>> Start Input rows
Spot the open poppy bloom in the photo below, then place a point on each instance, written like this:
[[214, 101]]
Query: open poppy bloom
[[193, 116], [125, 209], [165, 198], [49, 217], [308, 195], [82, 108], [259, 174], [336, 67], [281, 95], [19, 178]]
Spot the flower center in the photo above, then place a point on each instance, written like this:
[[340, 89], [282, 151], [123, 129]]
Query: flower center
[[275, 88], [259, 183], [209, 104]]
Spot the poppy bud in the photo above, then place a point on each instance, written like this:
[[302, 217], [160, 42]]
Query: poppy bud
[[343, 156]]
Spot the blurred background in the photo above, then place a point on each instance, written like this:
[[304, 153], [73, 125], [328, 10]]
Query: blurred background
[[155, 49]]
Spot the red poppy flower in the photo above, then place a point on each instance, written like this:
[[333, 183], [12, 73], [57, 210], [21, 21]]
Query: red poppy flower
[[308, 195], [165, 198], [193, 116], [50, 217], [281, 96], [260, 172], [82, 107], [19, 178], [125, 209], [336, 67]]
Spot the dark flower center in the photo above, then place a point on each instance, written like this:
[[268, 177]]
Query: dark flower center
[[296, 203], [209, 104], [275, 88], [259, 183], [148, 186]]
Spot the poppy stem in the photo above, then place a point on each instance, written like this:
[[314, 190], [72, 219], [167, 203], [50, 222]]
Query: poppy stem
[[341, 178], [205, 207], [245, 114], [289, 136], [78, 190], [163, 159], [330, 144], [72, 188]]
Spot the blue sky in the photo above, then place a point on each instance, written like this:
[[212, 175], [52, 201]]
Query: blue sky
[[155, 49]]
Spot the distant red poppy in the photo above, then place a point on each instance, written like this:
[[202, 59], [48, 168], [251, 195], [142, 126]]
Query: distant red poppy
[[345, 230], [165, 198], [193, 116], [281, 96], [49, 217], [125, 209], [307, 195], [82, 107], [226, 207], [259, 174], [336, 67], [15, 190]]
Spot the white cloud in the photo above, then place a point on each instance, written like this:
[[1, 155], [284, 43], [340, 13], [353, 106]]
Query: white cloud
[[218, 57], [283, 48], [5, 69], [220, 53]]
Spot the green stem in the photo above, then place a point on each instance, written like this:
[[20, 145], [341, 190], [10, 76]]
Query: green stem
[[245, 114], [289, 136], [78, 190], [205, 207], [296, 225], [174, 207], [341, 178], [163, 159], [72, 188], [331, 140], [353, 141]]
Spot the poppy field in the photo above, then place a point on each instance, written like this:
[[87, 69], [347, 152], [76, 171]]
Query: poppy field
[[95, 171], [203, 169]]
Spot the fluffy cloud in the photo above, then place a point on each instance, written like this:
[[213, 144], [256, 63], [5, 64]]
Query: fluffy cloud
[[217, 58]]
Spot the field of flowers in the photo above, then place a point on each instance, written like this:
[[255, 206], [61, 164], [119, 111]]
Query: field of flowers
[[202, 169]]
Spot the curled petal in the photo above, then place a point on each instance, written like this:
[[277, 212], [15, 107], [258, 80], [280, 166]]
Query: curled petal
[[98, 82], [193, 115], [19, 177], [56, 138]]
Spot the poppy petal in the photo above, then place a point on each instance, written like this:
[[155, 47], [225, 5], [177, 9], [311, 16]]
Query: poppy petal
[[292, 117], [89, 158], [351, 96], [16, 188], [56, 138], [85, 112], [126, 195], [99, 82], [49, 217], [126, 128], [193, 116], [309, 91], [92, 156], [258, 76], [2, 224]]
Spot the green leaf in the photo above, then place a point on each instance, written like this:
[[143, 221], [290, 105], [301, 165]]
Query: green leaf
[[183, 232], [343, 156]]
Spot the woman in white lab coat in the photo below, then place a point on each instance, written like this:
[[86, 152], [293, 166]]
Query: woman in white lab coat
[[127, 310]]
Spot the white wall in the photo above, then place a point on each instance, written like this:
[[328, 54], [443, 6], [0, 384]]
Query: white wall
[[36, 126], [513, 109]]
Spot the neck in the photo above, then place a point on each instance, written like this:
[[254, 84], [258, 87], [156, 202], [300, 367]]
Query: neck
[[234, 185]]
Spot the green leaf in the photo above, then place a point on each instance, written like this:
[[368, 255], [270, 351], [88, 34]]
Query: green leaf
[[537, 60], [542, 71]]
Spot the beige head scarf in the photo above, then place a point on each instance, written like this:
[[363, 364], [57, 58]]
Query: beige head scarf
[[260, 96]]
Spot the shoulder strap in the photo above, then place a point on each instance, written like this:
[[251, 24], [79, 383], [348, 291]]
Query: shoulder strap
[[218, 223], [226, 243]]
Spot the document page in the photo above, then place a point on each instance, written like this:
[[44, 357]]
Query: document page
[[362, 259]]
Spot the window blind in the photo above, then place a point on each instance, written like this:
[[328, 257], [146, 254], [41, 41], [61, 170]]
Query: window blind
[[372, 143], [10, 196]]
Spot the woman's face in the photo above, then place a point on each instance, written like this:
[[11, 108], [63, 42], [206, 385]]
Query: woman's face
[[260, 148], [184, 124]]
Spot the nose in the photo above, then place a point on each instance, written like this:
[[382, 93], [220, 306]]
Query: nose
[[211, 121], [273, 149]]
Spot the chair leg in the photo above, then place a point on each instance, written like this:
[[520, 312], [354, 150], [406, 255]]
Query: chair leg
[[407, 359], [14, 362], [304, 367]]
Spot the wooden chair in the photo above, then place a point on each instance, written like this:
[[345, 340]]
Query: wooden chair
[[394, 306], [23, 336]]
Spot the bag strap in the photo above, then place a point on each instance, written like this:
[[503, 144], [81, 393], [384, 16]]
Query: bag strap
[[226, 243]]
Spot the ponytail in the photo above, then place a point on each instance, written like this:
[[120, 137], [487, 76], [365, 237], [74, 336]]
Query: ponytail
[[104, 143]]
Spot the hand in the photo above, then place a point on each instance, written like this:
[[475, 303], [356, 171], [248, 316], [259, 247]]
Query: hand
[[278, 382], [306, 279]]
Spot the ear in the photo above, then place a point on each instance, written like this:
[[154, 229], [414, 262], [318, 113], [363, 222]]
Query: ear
>> End Input rows
> [Short exercise]
Retype the rows from the very beginning through the line containing "[[275, 88], [259, 183], [209, 104]]", including that line, and nothing more.

> [Result of this task]
Spot the open poppy bloom in the photo below, then place a point on each instance, written like this:
[[214, 101]]
Query: open poppy bloom
[[193, 116], [125, 209], [165, 198], [49, 217], [308, 195], [82, 108], [259, 174], [336, 67], [281, 95], [19, 178]]
Spot the flower center in the photo above, then place a point on each instance, written like this:
[[340, 89], [282, 151], [123, 129]]
Query: flower center
[[275, 88], [259, 183], [209, 104]]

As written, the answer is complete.